### Document
•••••

Commentary: A Symbolic Title-Page Vignette — Davenport Dunn as a Straw Man
Phiz faced the problem that, although serial readers would quickly apprehend the significance of the illustrator's depicting the eponymous character as a well-dressed scarecrow, purchasers of the April 1859 Chapman and Hall volume would be puzzling over its meaning for seventy-five chapters. However, Phiz must have realised that contemporary readers would make the connection between the fictional Dunn and the actual Irish confidence man John Sadleir (1813-1856), and that therefore the visual metaphor would serve as constant foreshadowing, reiterated every time that reader opened the volume from the front. Even as readers watch Dunn deal with reversals and advance his financial empire, the vignette prepares them for the inevitable collapse.
As George Robb explains in White-Collar Crime in Modern England (2002),
The nation was shocked . . .by the exposure of John Sadleir's frauds at the Tipperary Joint-Stock Bank. As director of the bank, Sadleir had embezzled some £200,000. Another £400,000 was lost when the bank suspended payment. Sadleir had come to London in 1846 as an agent for Irish railway schemes. Augmenting his directorship of the Tipperary Bank, Sadleir became chairman of the London and County Bank and the Royal Swedish Railway. Elected to Parliament he was a spokesman for business interests and was eventually appointed a Lord of the Treasury. As it later transpired, Sadleir had buit his vaunted financial reputation on a series of monstrous impostures. Besides his embezzlements from the Tipperary Bank, he issued fictitious shares in the Swedish Railway to the extend of £150,000. While a member of the Irish Encumbered Estates Commission Sadleir also forged title deeds to a number of properties. Rumours of his misfeasance had forced his resignation from the Treasury and the London and County Bank, and the crash of the Tipperary Bank in January of 1856 laid bare his crimes. Sadleir immediately committed suicide, inspiring Dickens to create the character of Mr. Merdle [in Little Dorrit].

•••••

### Supplied data
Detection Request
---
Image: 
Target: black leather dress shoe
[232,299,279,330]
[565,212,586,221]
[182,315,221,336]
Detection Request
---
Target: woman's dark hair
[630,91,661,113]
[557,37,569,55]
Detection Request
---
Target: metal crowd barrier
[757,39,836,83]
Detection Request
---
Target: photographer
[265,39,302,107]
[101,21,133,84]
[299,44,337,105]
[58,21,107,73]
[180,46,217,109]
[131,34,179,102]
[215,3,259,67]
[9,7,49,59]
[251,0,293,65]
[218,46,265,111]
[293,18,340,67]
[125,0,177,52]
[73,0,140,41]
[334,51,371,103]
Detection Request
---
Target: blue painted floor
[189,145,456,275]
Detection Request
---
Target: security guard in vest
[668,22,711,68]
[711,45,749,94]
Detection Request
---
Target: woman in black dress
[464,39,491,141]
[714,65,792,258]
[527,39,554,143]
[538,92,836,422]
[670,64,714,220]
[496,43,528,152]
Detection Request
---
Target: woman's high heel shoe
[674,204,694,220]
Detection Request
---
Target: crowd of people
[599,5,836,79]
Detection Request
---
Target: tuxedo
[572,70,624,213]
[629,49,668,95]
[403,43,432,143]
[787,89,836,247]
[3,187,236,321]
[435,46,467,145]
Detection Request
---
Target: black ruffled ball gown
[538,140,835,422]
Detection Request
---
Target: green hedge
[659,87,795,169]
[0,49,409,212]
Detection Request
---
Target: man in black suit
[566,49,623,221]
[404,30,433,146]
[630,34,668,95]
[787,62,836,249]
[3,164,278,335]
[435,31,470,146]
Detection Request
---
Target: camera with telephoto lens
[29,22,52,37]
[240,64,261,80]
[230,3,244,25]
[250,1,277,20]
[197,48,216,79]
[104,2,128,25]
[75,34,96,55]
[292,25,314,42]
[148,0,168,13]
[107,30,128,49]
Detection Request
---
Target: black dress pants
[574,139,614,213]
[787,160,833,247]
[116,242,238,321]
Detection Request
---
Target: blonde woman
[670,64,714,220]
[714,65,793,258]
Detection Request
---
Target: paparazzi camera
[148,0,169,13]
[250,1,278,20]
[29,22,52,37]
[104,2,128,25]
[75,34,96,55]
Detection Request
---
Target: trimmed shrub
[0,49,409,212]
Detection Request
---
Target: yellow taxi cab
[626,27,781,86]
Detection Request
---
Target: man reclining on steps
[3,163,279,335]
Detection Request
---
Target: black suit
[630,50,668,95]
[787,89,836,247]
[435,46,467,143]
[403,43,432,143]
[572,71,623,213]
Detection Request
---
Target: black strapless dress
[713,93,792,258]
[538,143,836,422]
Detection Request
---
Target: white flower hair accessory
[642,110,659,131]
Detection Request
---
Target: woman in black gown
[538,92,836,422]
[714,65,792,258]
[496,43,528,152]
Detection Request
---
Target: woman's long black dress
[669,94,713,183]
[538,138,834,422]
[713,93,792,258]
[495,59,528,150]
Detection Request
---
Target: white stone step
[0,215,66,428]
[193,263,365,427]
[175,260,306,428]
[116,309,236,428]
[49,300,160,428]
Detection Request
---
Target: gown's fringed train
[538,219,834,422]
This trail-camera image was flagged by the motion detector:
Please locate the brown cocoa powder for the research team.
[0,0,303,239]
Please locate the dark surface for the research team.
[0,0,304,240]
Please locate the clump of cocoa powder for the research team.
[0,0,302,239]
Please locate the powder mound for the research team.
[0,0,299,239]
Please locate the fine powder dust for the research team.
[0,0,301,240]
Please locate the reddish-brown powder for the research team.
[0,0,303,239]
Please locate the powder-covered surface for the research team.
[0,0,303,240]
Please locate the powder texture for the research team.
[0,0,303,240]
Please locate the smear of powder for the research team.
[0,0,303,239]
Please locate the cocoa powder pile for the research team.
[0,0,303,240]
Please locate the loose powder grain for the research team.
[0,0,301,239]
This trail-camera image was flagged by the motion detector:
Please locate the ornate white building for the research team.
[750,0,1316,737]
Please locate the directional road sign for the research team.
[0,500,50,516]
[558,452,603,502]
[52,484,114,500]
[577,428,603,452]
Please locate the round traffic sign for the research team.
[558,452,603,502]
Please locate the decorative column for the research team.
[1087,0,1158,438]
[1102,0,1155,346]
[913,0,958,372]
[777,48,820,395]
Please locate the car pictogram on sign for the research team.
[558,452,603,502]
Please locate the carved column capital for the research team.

•••••

### Complete the following
a. In the commentary, how much did Sadleir embezzle as director of the Tipperary Joint-Stock Bank?
b. Retype the commentary from "Commentary: A Symbolic" up to and including "the inevitable collapse.".
Rely on the commentary alone.

### Responses to the tasks
a. Some £200,000.

b.
Commentary: A Symbolic Title-Page Vignette — Davenport Dunn as a Straw Man
Phiz faced the problem that, although serial readers would quickly apprehend the significance of the illustrator's depicting the eponymous character as a well-dressed scarecrow, purchasers of the April 1859 Chapman and Hall volume would be puzzling over its meaning for seventy-five chapters. However, Phiz must have realised that contemporary readers would make the connection between the fictional Dunn and the actual Irish confidence man John Sadleir (1813-1856), and that therefore the visual metaphor would serve as constant foreshadowing, reiterated every time that reader opened the volume from the front. Even as readers watch Dunn deal with reversals and advance his financial empire, the vignette prepares them for the inevitable collapse.